Reading text
This book investigates the reception of astrology in late Republican to early Imperial Rome, with a particular focus on the Augustan–Tiberian period during which the poet Manilius, author of the Astronomica, likely lived. Green examines the degree to which astrology was acceptable in the elite Roman world of the early Empire, where the princeps, whether Augustus or Tiberius, could be both the beneficiary and patron and yet also the enemy and expeller of astrologers in Rome. He seeks to paint a picture of literary artists in Rome, who had to navigate with care a difficult course through the explication of astrology via more or less equivocation about this form of divination.

The book is divided into three parts. Part 1, “Manilius’ Astronomica,” comprises a single lengthy chapter examining Manilius’ poem. Green presents a culturally nuanced reading, seeking to describe the negotiation of the tension between the poet’s knowledge of the workings of astrology on the one hand, and his need to acknowledge the power and interests of the princeps on the other. The chapter analyses the deteriorating relationship between the poet-instructor and the assumed student (the “reader,” as opposed to the external, contemporary reader [the “Reader”]), as the student grows increasingly frustrated at failing to learn the intricacies of how to cast a horoscope. Some of that frustration (perhaps more for the “Reader” than the “reader”) stems from the lack of full disclosure by the instructor about the techniques of casting a horoscope, notably the absence of anything concrete concerning the planets, which are usually pivotal to horoscopal astrology (unless one accepts a non-planetary form, as has indeed been suggested to explain the lacuna in the poem). Green argues that the lesson that the instructor teaches is intended to fail, because of the nervousness about the practice of astrology in the early Empire, and since it was a technique intimately bound up in the fortunes of the first two emperors. So the Astronomica represents a process of disclosure combined with discretion by poets who sought to engage with a new and fundamentally foreign technique for foretelling the future, in a culture that had its own indigenous means of divination.

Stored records
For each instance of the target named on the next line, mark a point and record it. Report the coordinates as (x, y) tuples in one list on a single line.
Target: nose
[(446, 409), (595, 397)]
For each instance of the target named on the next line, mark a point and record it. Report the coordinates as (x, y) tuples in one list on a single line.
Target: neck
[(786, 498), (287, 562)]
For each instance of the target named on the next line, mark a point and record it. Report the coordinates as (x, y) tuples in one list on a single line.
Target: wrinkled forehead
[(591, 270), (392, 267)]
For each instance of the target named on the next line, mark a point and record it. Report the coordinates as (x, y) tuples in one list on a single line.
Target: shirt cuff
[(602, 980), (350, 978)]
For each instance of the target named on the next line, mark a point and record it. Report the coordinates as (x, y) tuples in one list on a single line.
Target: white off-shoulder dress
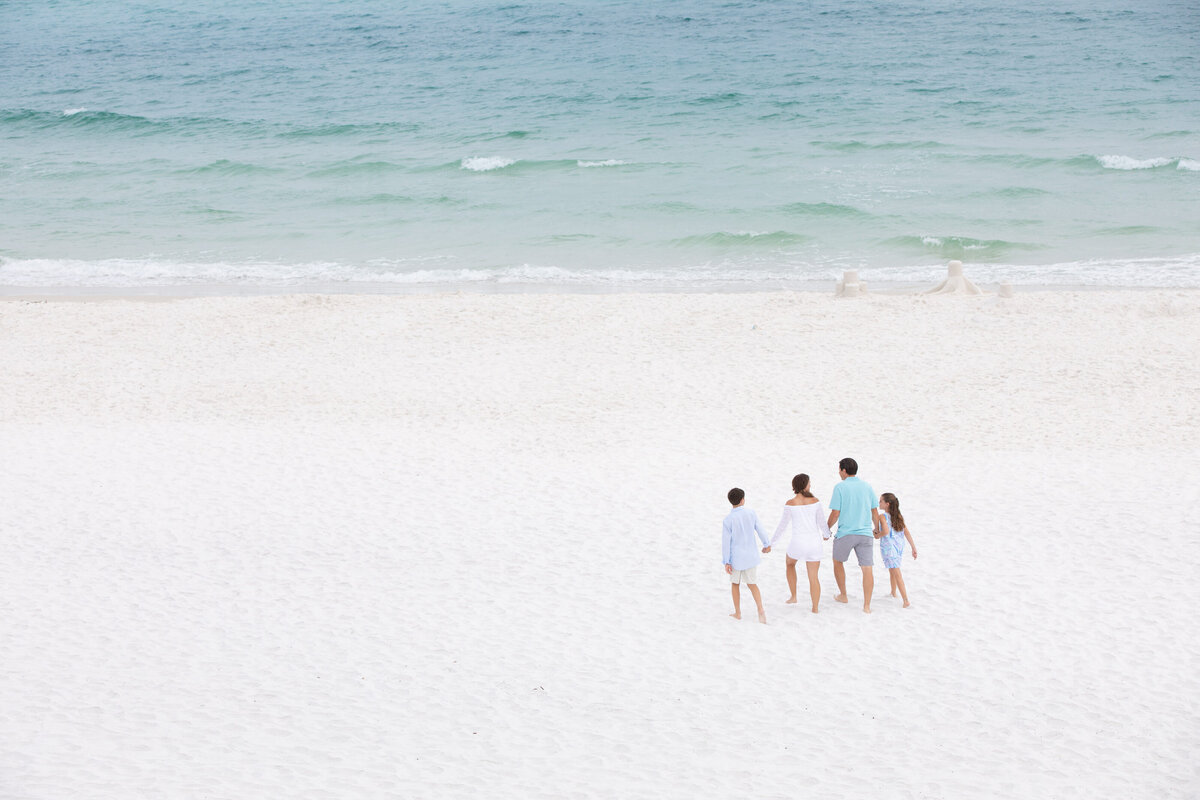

Your objective
Please quote the passage on astrology in Rome word for word, everything from "This book investigates" down to "form of divination.". The rows above are separate material, apart from the passage on astrology in Rome.

Task solution
This book investigates the reception of astrology in late Republican to early Imperial Rome, with a particular focus on the Augustan–Tiberian period during which the poet Manilius, author of the Astronomica, likely lived. Green examines the degree to which astrology was acceptable in the elite Roman world of the early Empire, where the princeps, whether Augustus or Tiberius, could be both the beneficiary and patron and yet also the enemy and expeller of astrologers in Rome. He seeks to paint a picture of literary artists in Rome, who had to navigate with care a difficult course through the explication of astrology via more or less equivocation about this form of divination.